### The data

────────

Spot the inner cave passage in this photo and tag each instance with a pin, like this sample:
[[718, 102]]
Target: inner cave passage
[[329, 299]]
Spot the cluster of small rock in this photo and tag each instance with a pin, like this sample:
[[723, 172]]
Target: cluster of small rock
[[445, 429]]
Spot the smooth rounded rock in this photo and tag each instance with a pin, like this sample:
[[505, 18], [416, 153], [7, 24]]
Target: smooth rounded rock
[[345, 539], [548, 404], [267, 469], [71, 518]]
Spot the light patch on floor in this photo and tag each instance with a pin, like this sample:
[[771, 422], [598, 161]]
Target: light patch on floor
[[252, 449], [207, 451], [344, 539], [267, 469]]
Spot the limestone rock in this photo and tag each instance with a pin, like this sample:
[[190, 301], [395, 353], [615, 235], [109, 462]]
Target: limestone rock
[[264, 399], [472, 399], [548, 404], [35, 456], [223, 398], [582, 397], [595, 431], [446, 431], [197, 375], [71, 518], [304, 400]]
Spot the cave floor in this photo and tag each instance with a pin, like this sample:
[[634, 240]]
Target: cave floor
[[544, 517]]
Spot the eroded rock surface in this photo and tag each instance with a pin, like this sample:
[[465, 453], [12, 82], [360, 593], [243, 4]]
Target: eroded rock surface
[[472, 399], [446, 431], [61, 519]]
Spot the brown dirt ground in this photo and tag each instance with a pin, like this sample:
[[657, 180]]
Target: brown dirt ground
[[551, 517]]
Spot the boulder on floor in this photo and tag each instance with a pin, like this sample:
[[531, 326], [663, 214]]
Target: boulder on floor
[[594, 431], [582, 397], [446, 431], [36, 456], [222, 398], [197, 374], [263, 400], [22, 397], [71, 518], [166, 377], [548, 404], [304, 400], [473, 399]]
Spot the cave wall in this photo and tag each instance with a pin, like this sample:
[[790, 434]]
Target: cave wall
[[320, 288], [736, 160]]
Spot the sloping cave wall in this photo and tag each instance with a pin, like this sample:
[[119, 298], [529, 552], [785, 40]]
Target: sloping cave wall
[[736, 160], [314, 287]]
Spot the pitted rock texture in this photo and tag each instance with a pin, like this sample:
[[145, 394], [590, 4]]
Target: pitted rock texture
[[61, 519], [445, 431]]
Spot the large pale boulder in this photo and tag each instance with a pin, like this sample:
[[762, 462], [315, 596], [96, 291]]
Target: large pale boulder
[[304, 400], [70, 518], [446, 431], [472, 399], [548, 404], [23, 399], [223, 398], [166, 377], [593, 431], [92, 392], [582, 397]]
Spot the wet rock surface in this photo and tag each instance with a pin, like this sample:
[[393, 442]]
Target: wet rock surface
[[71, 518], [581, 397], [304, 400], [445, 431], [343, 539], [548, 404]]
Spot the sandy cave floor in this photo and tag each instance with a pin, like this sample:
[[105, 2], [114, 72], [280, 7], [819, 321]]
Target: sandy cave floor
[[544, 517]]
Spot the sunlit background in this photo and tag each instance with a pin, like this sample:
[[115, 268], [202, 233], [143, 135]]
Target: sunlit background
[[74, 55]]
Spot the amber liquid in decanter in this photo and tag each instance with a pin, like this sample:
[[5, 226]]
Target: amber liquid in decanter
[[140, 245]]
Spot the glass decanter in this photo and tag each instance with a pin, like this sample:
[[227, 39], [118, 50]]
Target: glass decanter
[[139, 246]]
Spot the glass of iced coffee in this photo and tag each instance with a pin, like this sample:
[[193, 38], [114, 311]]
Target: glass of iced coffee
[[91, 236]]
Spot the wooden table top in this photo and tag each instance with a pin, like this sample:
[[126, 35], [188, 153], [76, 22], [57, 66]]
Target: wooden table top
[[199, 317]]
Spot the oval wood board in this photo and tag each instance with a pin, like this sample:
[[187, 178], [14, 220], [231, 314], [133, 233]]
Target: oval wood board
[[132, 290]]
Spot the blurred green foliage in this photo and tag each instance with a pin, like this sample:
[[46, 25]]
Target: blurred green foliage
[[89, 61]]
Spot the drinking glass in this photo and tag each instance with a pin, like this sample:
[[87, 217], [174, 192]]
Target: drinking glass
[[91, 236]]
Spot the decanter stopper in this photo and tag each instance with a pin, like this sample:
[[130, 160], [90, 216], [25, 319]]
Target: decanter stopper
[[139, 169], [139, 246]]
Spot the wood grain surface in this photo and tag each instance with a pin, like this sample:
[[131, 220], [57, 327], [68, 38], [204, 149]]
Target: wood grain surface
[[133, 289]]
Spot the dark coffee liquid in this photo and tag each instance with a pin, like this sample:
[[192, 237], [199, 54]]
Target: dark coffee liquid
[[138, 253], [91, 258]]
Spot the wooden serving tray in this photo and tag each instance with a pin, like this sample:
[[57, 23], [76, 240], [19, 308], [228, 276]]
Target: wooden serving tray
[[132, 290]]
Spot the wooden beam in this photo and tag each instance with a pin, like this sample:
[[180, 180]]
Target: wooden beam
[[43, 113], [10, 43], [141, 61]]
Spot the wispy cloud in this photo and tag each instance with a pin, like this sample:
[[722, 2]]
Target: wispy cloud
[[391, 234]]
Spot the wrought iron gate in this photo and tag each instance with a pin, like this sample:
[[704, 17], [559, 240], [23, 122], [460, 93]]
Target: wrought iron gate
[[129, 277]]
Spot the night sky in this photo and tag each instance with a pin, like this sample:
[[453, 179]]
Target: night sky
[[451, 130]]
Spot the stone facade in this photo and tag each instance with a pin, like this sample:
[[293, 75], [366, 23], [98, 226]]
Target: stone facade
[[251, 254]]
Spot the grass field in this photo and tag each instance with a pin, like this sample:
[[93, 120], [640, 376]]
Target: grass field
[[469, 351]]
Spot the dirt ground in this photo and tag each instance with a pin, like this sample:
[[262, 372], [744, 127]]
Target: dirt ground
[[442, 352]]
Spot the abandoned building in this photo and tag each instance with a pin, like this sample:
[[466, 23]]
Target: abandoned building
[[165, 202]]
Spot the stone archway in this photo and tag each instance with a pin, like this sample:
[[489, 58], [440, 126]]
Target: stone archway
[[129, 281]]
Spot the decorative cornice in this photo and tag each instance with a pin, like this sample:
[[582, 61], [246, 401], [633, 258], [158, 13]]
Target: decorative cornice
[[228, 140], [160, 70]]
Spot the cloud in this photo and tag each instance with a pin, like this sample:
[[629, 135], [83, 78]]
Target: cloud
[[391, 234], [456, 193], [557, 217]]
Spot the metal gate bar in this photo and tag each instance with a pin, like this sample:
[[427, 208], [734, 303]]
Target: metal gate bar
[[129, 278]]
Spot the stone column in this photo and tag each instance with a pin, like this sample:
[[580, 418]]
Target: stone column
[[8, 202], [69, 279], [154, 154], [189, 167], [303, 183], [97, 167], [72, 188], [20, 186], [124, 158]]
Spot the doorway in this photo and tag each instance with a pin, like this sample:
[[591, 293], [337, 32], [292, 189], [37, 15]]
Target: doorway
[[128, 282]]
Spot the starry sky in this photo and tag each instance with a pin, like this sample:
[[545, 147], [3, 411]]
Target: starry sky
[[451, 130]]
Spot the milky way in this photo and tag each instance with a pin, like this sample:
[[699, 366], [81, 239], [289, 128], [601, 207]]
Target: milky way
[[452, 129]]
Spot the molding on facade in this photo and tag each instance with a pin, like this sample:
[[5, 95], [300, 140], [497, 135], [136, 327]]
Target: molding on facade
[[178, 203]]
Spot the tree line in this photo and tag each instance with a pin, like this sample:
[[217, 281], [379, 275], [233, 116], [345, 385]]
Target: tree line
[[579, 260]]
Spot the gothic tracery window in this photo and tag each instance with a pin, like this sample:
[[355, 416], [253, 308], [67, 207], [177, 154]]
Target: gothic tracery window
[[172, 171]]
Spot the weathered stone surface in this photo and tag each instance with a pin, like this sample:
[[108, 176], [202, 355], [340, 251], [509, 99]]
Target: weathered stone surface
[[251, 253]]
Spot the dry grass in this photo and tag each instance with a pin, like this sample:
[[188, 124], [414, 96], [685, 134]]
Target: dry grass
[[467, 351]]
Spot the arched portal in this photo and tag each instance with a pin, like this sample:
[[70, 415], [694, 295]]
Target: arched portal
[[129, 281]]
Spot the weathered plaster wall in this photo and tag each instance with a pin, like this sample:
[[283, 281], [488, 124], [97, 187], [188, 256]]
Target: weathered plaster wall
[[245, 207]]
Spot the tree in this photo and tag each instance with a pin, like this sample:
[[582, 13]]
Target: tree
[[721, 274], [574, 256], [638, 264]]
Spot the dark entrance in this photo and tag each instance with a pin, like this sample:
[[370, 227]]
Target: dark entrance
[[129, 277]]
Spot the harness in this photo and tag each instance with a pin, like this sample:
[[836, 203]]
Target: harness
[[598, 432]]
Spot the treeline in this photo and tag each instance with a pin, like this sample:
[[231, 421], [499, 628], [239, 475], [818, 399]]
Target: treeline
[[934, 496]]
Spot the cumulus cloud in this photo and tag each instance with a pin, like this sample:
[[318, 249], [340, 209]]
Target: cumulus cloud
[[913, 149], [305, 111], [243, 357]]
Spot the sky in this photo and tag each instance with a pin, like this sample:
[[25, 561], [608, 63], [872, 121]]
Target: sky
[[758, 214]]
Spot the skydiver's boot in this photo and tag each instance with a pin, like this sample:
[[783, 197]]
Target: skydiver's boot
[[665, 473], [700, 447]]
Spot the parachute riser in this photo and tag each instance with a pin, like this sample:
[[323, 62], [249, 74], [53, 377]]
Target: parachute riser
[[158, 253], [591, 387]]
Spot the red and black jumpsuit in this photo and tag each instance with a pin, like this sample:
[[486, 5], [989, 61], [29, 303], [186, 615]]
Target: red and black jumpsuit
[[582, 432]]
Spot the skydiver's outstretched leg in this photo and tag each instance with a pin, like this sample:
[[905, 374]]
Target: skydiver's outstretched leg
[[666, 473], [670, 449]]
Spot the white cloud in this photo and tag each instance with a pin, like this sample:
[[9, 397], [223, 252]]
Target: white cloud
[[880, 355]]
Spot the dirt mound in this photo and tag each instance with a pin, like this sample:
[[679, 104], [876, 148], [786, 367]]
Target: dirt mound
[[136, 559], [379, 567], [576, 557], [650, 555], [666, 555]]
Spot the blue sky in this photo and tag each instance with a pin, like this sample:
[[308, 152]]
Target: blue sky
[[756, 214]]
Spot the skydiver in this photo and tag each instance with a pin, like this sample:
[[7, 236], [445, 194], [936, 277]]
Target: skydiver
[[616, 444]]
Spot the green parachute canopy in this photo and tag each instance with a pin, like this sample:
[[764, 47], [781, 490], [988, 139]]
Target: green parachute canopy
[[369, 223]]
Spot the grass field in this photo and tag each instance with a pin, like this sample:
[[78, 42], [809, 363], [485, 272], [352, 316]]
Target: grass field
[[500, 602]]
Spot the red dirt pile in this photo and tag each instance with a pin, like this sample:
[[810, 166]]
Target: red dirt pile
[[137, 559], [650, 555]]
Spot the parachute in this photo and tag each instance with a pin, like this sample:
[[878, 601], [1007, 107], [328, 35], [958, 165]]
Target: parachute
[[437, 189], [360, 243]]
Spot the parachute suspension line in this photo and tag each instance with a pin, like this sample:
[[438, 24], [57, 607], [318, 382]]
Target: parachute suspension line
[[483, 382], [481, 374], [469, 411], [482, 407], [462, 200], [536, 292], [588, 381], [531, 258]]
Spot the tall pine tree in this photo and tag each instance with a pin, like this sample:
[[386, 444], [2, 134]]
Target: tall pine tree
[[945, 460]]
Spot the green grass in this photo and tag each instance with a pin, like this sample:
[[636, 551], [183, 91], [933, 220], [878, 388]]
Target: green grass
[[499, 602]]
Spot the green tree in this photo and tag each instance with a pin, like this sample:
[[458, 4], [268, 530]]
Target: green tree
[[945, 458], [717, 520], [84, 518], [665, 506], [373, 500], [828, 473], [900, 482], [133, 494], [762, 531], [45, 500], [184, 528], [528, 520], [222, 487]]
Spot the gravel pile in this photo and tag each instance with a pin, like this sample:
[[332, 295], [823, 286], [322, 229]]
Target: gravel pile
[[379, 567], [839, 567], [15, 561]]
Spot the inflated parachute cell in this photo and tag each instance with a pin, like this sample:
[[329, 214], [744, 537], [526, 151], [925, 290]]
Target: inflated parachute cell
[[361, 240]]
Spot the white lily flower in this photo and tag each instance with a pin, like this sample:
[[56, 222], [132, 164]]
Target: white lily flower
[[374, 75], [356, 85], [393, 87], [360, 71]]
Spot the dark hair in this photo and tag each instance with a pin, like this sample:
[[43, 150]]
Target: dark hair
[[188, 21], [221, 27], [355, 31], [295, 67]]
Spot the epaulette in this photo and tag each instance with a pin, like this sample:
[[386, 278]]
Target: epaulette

────────

Find the line with "Target: blue sky" in the material above. Reproduce it and each line after it up to and including the line with "Spot the green parachute".

Target: blue sky
[[756, 214]]
Spot the skydiver in this photo and tag each instance with a pin, like this sample:
[[7, 236], [445, 194], [936, 277]]
Target: skydiver
[[616, 444]]
Spot the green parachute canopy in this photo and tag each instance with a pin, like this sample:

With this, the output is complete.